Scott Farrar, Ph.D.
SUMMARY: Versatile technical skills in machine learning, data mining, pattern recognition, scientific computation, experimental design and analysis. Extensive experience building simulations and analytical tools for understanding intelligent systems, with over 5 years experience in Web Search. Broad background in both Computer Science and Cognitive Science. Work eligibility: US Citizen.
RELEVANT SKILLS:
Python, Java, C, R, SQL, XML, HTML, PostScript.
Linux, Hadoop, Map-Reduce, TreeNet, GBDT.
WORK EXPERIENCE:
Senior Research Engineer. Yahoo!, Inc. (formerly Inktomi). Sunnyvale, CA. 2003-present.
Senior member of the Machine Learned Ranking (MLR) Features Team at Yahoo Search. Toolbar Feature Project Lead: Yahoo Toolbar data log exploration, feature conception, extraction of relevant statistics, MLR validation and analysis, productionization including disk/memory budgeting and feature compression (TreeNet, GBDT). Performed experimental design for numerous relevance studies, created automated tools for measuring Discounted Cumulative Gain (DCG), statistical significance testing, comparative feature distribution visualization, result set data drill-down, etc. (Python, Java, R, HTML, XML). Exploratory data mining and statistics gathering using map-reduce on Yahoo's massively parallel Grid infrastructure. Systematic study of region/language features for US-English MLR function, resulting in significant relevance improvement and simplified search engine configuration. Project management/release troubleshooting for multiple MLR algorithm deployments.

Data shown:
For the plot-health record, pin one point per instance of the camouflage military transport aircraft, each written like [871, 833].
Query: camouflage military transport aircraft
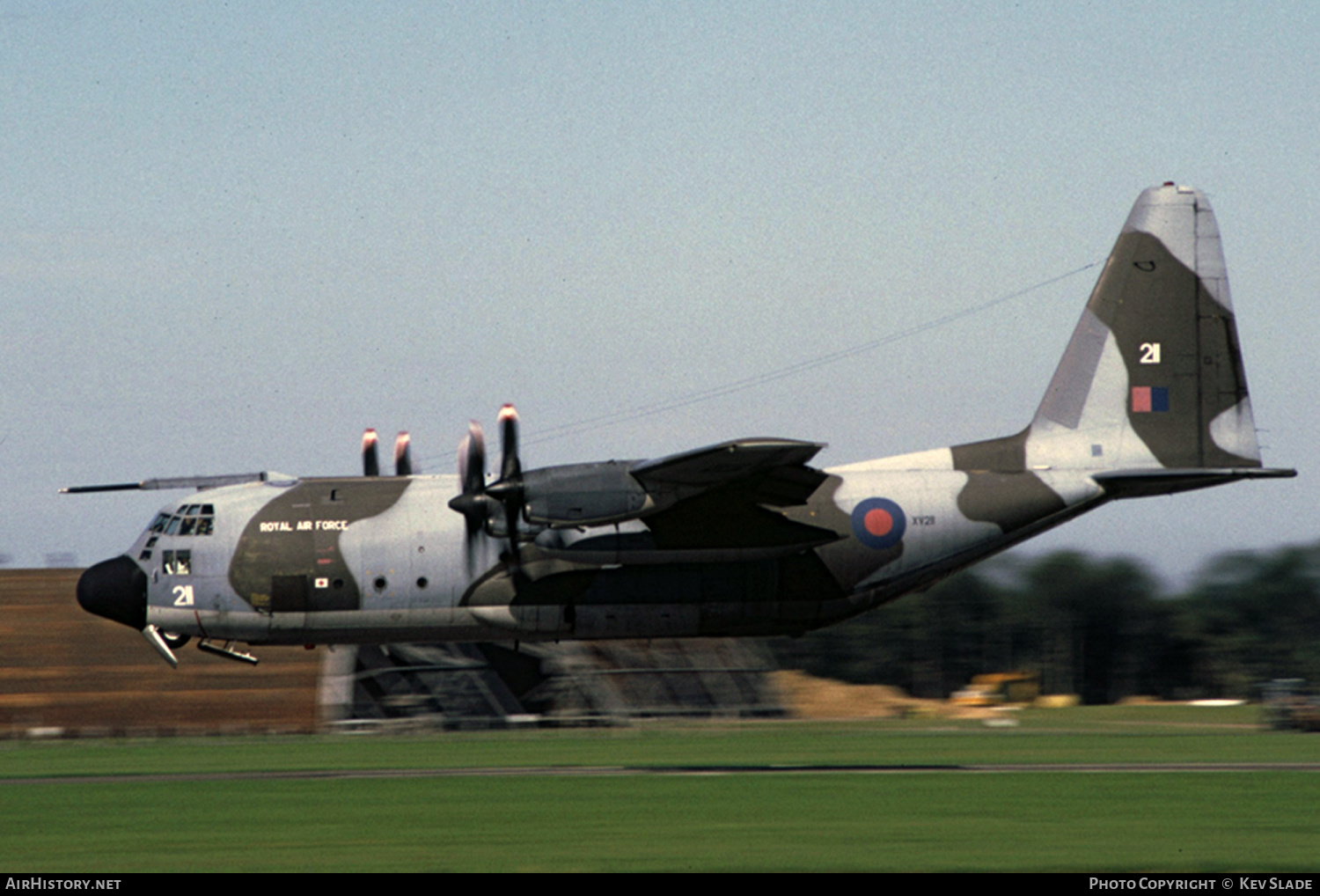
[738, 539]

Directives:
a: Revise the stretch of the résumé from "Scott Farrar, Ph.D." through "Sunnyvale, CA. 2003-present." so that "Santa Clara" takes the place of "Sunnyvale".
b: Carry the résumé forward, picking up after its last sentence.
The data is material separate from the résumé.

Answer set:
a:
Scott Farrar, Ph.D.
SUMMARY: Versatile technical skills in machine learning, data mining, pattern recognition, scientific computation, experimental design and analysis. Extensive experience building simulations and analytical tools for understanding intelligent systems, with over 5 years experience in Web Search. Broad background in both Computer Science and Cognitive Science. Work eligibility: US Citizen.
RELEVANT SKILLS:
Python, Java, C, R, SQL, XML, HTML, PostScript.
Linux, Hadoop, Map-Reduce, TreeNet, GBDT.
WORK EXPERIENCE:
Senior Research Engineer. Yahoo!, Inc. (formerly Inktomi). Santa Clara, CA. 2003-present.

b:
Team lead for Paid Inclusion (PI) Relevance Team. Proposed, developed, implemented, and deployed the first MLR algorithms for PI ranking (PIMLR) at Yahoo. Immediate relevance and revenue (> $3M/year) improvements; enabled PI to benefit from future long-term relevance gains from MLR methodology. End-to-end ownership of project: initial problem formulation, training set gathering, experimentation and modeling, active learning, extensive offline and online relevance testing, measurement of user click behavior, infrastructural modifications to the search engine, deployment, troubleshooting, documentation and training.
Pioneered rigorous web-PI content blending methodology based on Dilution Testing and parameter optimization. Allowed first systematic understanding of interaction between PI and other web content during blending, greatly aiding PI business decisions. Evangelized Dilution Testing as a general means for measuring Search Engine behavior and performance. Proposed and evangelized new relevance metric (Rank Weighted Average) for Sponsored Search.
Software Engineer. QED Labs. San Jose, CA. 2002-2003.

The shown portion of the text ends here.